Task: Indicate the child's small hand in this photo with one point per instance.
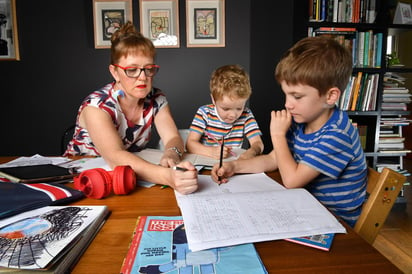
(216, 152)
(280, 122)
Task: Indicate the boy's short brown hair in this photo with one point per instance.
(320, 62)
(230, 80)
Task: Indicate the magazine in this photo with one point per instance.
(159, 245)
(49, 239)
(321, 241)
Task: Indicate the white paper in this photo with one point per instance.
(251, 208)
(36, 159)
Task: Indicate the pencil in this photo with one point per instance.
(221, 156)
(179, 168)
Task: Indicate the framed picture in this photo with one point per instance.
(9, 42)
(403, 14)
(205, 23)
(109, 16)
(159, 21)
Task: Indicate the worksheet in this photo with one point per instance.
(251, 208)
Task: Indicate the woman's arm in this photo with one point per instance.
(256, 148)
(170, 136)
(107, 141)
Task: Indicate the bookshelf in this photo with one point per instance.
(378, 94)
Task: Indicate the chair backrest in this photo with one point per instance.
(383, 189)
(66, 138)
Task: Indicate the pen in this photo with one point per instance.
(221, 156)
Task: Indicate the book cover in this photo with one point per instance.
(159, 245)
(49, 239)
(321, 241)
(37, 173)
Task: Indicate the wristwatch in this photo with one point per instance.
(175, 149)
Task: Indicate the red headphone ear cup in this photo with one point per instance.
(94, 183)
(124, 180)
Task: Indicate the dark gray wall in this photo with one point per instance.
(59, 66)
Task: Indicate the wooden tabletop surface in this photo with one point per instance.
(349, 252)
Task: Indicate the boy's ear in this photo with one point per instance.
(332, 96)
(213, 100)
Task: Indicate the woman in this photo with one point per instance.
(117, 120)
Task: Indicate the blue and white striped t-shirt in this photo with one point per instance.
(335, 151)
(207, 123)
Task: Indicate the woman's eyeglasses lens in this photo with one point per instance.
(135, 72)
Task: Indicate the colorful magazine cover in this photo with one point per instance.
(322, 241)
(159, 245)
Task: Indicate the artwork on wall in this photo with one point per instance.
(109, 16)
(9, 42)
(159, 21)
(403, 14)
(205, 21)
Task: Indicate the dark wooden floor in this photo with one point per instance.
(394, 240)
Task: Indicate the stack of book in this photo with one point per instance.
(355, 11)
(366, 46)
(390, 137)
(395, 95)
(360, 93)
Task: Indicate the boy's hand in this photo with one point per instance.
(215, 152)
(280, 122)
(227, 170)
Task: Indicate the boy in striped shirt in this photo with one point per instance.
(226, 118)
(315, 144)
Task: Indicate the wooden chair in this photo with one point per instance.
(383, 189)
(66, 138)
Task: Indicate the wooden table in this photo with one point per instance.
(349, 253)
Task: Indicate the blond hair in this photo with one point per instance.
(230, 80)
(320, 62)
(127, 40)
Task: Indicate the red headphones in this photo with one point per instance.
(97, 183)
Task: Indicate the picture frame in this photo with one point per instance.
(108, 16)
(159, 21)
(9, 42)
(205, 23)
(403, 14)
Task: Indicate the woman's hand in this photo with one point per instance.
(184, 178)
(170, 158)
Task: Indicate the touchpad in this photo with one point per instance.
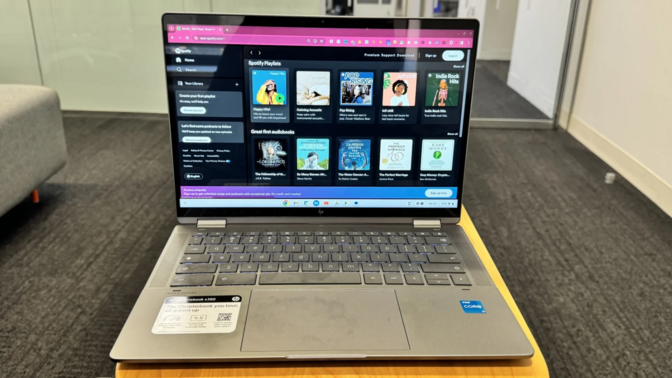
(323, 320)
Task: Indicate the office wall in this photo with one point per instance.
(18, 62)
(103, 55)
(623, 98)
(538, 44)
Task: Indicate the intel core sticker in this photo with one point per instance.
(472, 307)
(216, 314)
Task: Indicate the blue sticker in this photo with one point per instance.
(472, 307)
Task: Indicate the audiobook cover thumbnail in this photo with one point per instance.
(399, 88)
(356, 88)
(354, 155)
(312, 154)
(437, 155)
(271, 154)
(396, 154)
(270, 87)
(442, 89)
(312, 88)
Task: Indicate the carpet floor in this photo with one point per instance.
(589, 264)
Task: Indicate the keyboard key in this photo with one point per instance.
(248, 268)
(378, 257)
(414, 279)
(301, 257)
(192, 280)
(417, 258)
(320, 257)
(292, 248)
(215, 249)
(289, 267)
(195, 249)
(236, 279)
(310, 267)
(270, 267)
(407, 248)
(240, 258)
(350, 267)
(369, 248)
(228, 268)
(273, 248)
(460, 279)
(391, 267)
(261, 257)
(444, 259)
(195, 241)
(310, 278)
(235, 249)
(371, 267)
(373, 279)
(281, 257)
(443, 268)
(212, 240)
(221, 259)
(436, 276)
(410, 267)
(445, 249)
(398, 258)
(331, 248)
(330, 267)
(350, 248)
(254, 248)
(393, 279)
(195, 259)
(196, 268)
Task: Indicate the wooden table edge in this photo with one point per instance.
(532, 367)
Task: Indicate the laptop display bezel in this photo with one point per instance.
(322, 22)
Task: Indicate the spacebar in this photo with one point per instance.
(310, 279)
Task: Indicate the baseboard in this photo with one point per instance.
(647, 181)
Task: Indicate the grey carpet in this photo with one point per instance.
(493, 98)
(589, 264)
══════════
EXERCISE DIRECTIONS
Make an exact copy of the data, leaving its pictures out.

WRITTEN ANSWER
Task: Indicate the child's small hand in this photo with one point per instance.
(216, 152)
(280, 122)
Task: Indicate the boy's short brown hair in this photo with one point per instance.
(320, 62)
(230, 80)
Task: Indicate the magazine in this photo with one point per instance.
(159, 245)
(49, 239)
(321, 241)
Task: Indicate the white paper in this photo with one point per instance.
(251, 208)
(36, 159)
Task: Indicate the pencil in this photo with one point per instance.
(221, 156)
(179, 168)
Task: Indicate the framed picture in this photo with one point per instance.
(9, 42)
(403, 14)
(205, 23)
(109, 16)
(159, 21)
Task: Indicate the worksheet in this photo with one point per instance.
(251, 208)
Task: Indicate the woman's arm in this photo with one point per instance.
(256, 148)
(170, 136)
(107, 141)
Task: Indicate the bookshelf in this photo with one point per instance.
(378, 94)
Task: Indicate the chair backrest in this photo with one point per instance.
(383, 189)
(66, 138)
Task: Indicate the pen in this photo with one point per instance.
(221, 156)
Task: Indicate the book cover in this photo with one point per instance.
(159, 245)
(49, 239)
(321, 241)
(37, 173)
Task: Indicate the wristwatch in this photo with one point per instance.
(175, 149)
Task: Indicate the red headphone ear cup in this photo with one point per instance.
(94, 183)
(124, 180)
Task: Indicate the dark gray wall in this photo with one point per instance.
(59, 66)
Task: Indicate the wooden tabletop surface in this photo with one point per instance.
(349, 252)
Task: Indicate the boy's ear in this photo with one point per instance.
(332, 96)
(213, 100)
Task: Indicate the woman in this photo with one point per instance.
(117, 120)
Task: Indicate the blue and white striped t-shirt in this photo with one point per instance.
(335, 151)
(207, 123)
Task: Indicate the woman's eyeglasses lens in this photo with one point per instance.
(135, 72)
Task: Indicate the colorful magazine cover in this photo with one point per instance.
(322, 241)
(159, 245)
Task: Indicate the artwork on wall in this photo with one point per instance.
(109, 16)
(9, 42)
(159, 21)
(403, 14)
(205, 21)
Task: Indicate the dark wooden floor in this photo with one point per instance.
(394, 240)
Task: Indicate the stack of book in this photo with one point per instance.
(355, 11)
(366, 46)
(390, 137)
(395, 95)
(360, 93)
Task: Indicate the boy's hand in this photo with one point per instance.
(215, 152)
(280, 122)
(227, 170)
Task: Indicate the boy in striped shirt in this photo with one point per instance.
(226, 118)
(315, 144)
Task: Indicate the wooden chair in this photo with one point per instance.
(383, 189)
(66, 138)
Task: Indicate the wooden table in this photo with one point per instance.
(349, 253)
Task: Indicate the blond hair in this photo with one point per instance.
(230, 80)
(320, 62)
(127, 40)
Task: Indicate the red headphones in this photo with one point per instance.
(97, 183)
Task: Indicate the picture frame in this photo with one point per instance.
(108, 16)
(159, 21)
(9, 42)
(205, 23)
(403, 14)
Task: Indicate the woman's hand in this photo with one point per instance.
(184, 178)
(170, 158)
Task: Indicate the touchpad in this photo with one point per instance.
(323, 320)
Task: Indicate the office wall in this photo with one point per instance.
(18, 62)
(103, 55)
(623, 98)
(538, 44)
Task: Indicate the intel core sticker in this photo with one point per instance.
(472, 307)
(216, 314)
Task: Indicate the blue sticker in this photo with one point per instance.
(472, 307)
Task: Indicate the audiobook cover thumbnail in this photo with one point per instance.
(399, 88)
(356, 88)
(354, 155)
(312, 154)
(437, 155)
(271, 154)
(396, 154)
(270, 87)
(442, 89)
(312, 88)
Task: Indicate the carpet floor in this photo with one point per instance.
(589, 264)
Task: Indicate the keyboard key in this photo with one point per instance.
(248, 268)
(378, 257)
(414, 279)
(301, 257)
(192, 280)
(417, 258)
(320, 257)
(292, 248)
(215, 249)
(289, 267)
(195, 249)
(236, 279)
(310, 267)
(270, 267)
(407, 248)
(240, 258)
(350, 267)
(369, 248)
(228, 268)
(273, 248)
(460, 279)
(391, 267)
(261, 257)
(444, 259)
(195, 241)
(310, 278)
(235, 249)
(371, 267)
(373, 279)
(281, 257)
(443, 268)
(212, 240)
(221, 259)
(436, 276)
(410, 267)
(445, 249)
(398, 258)
(331, 248)
(330, 267)
(350, 248)
(254, 248)
(393, 279)
(195, 259)
(196, 268)
Task: Indicate the wooden table edge in this photo with one point per instance.
(532, 367)
Task: Indicate the laptop display bezel in this photo with one point per instance.
(322, 22)
Task: Indicate the spacebar in this photo with one point per instance.
(310, 279)
Task: Indicate the baseboard in this photo with one point per instance.
(647, 181)
Task: Indicate the grey carpet in this photo with one point per instance.
(493, 98)
(589, 264)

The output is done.